* **RECORDS TO USE**
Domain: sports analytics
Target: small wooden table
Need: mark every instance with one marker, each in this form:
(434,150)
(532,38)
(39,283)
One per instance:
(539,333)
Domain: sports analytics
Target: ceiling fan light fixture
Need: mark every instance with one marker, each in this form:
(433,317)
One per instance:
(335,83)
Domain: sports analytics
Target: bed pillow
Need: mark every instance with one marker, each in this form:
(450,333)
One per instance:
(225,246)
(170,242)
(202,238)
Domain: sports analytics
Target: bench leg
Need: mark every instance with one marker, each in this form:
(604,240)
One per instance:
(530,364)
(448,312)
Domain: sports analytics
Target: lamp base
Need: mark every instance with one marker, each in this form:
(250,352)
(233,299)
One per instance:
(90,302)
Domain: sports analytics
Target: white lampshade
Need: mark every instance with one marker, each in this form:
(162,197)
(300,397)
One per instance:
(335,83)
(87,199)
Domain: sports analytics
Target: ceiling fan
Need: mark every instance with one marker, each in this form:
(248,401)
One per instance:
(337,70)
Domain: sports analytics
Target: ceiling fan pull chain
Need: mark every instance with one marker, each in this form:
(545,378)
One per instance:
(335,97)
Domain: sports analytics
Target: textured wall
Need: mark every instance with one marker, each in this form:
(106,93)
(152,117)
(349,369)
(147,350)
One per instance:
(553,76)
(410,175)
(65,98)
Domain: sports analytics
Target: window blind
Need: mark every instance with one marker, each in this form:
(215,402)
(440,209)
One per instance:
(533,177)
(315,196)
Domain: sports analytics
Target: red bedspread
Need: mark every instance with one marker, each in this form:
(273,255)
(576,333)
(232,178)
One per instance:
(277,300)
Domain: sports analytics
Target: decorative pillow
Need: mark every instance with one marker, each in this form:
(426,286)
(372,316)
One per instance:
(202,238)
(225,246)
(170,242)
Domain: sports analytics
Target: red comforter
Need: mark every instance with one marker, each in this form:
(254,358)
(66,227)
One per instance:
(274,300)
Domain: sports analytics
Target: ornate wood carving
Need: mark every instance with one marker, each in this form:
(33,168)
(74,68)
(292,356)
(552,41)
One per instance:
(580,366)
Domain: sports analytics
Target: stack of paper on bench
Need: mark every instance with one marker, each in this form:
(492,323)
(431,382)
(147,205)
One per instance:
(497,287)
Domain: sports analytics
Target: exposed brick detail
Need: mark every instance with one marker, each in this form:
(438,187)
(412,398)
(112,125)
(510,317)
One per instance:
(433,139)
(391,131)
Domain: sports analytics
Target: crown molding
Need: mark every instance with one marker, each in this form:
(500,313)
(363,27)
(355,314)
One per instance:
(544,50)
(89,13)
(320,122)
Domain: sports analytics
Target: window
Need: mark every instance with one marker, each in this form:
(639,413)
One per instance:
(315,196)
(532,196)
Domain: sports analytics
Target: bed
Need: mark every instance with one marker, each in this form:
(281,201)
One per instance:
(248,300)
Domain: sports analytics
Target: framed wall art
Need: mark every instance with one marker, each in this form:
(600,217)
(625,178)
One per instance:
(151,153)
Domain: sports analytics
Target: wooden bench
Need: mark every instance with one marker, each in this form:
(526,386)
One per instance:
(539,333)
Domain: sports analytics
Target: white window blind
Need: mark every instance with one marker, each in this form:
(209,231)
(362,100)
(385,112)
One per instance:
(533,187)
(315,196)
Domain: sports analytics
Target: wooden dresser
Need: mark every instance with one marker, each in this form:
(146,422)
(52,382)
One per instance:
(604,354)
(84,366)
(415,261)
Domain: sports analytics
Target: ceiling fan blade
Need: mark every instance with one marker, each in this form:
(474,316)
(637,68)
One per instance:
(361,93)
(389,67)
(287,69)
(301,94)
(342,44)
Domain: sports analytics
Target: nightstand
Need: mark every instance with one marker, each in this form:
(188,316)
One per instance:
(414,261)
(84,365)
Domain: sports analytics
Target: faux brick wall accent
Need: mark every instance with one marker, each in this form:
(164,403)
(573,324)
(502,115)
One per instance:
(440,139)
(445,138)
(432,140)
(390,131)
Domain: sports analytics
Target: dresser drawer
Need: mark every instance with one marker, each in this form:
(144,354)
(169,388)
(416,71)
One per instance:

* **EXERCISE DESCRIPTION**
How many lines in the rows above contain the string "wall", with case counting? Reply with the number alone.

* **RESPONSE TO THIS EXERCISE**
3